→ Task details: In the notebook on RAG with Excel, rewrite the part that opens with the words containing "# RAG with Excel" and closes with "database with **sqlite3**!", changing "sqlite3" to "DuckDB".

# RAG with Excel

In this notebook, we will learn how to use excel files to create fast, accurate RAG pipelines using SQL agents!

As an example, we will use two sample excel files with over 1000+ rows.

Let's begin by learning how we can load an excel file into our program using **pandas**, and then turn the loaded excel file into a database with **sqlite3**!

In [1]:
import pandas as pd

# We can use the read_excel method to read data from an Excel file
dataframe = pd.read_excel('files/sample1.xls')

# Let's check out the first 5 rows from our excel file
dataframe.head()

Unnamed: 0.1,Unnamed: 0,First Name,Last Name,Gender,Country,Age,Date,Id
0,1,Dulce,Abril,Female,United States,32,15/10/2017,1562
1,2,Mara,Hashimoto,Female,Great Britain,25,16/08/2016,1582
2,3,Philip,Gent,Male,France,36,21/05/2015,2587
3,4,Kathleen,Hanner,Female,United States,25,15/10/2017,3549
4,5,Nereida,Magwood,Female,United States,58,16/08/2016,2468


In [2]:
# Let's get rid of the ugly Unnamed column by specifying that column 0 is the index column
dataframe = pd.read_excel('files/sample1.xls', index_col=0)

→ Record extracts:
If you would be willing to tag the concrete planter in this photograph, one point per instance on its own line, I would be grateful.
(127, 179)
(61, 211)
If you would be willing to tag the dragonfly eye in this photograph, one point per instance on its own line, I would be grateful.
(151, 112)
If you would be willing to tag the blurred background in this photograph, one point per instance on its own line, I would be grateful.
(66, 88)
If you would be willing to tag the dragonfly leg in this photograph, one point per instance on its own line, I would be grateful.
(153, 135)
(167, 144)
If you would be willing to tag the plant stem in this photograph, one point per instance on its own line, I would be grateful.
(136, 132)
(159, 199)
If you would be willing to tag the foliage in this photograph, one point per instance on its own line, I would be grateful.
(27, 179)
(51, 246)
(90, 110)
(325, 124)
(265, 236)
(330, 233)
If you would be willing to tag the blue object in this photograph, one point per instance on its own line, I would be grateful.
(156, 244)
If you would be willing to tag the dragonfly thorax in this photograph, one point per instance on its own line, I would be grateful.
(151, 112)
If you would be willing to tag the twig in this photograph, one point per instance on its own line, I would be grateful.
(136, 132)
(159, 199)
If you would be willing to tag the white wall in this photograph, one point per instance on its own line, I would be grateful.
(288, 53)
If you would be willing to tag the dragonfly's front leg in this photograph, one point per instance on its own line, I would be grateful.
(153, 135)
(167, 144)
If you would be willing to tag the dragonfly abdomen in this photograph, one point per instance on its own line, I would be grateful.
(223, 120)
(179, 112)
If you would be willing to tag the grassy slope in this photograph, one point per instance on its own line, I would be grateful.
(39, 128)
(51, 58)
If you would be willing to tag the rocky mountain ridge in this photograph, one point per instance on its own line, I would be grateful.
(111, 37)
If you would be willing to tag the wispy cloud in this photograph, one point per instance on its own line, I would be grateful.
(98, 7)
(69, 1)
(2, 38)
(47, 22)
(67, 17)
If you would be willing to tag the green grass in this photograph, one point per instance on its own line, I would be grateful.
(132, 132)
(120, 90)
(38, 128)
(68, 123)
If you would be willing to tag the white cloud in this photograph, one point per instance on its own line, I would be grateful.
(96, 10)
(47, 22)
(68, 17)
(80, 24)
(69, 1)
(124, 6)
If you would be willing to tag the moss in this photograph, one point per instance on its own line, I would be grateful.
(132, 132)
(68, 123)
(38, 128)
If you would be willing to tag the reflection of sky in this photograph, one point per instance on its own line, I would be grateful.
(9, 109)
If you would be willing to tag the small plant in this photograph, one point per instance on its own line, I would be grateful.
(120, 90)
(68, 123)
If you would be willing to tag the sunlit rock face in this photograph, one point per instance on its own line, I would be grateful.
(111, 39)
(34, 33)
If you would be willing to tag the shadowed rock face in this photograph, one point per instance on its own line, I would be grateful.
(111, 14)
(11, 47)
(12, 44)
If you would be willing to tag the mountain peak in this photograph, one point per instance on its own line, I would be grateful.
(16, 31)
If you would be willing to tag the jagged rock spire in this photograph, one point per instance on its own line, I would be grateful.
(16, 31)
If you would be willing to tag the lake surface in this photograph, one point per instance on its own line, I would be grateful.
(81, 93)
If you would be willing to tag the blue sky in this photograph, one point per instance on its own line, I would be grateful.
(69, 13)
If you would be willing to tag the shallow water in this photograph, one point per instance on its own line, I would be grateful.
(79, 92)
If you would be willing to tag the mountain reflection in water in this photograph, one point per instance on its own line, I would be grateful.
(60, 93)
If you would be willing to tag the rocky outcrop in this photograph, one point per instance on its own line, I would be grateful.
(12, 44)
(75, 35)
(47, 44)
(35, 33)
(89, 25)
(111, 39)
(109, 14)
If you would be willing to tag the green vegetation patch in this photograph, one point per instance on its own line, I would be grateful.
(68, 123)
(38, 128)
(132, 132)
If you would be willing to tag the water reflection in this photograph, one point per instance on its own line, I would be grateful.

→ Answer to this problem:
# RAG with Excel

In this notebook, we will learn how to use excel files to create fast, accurate RAG pipelines using SQL agents!

As an example, we will use two sample excel files with over 1000+ rows.

Let's begin by learning how we can load an excel file into our program using **pandas**, and then turn the loaded excel file into a database with **DuckDB**!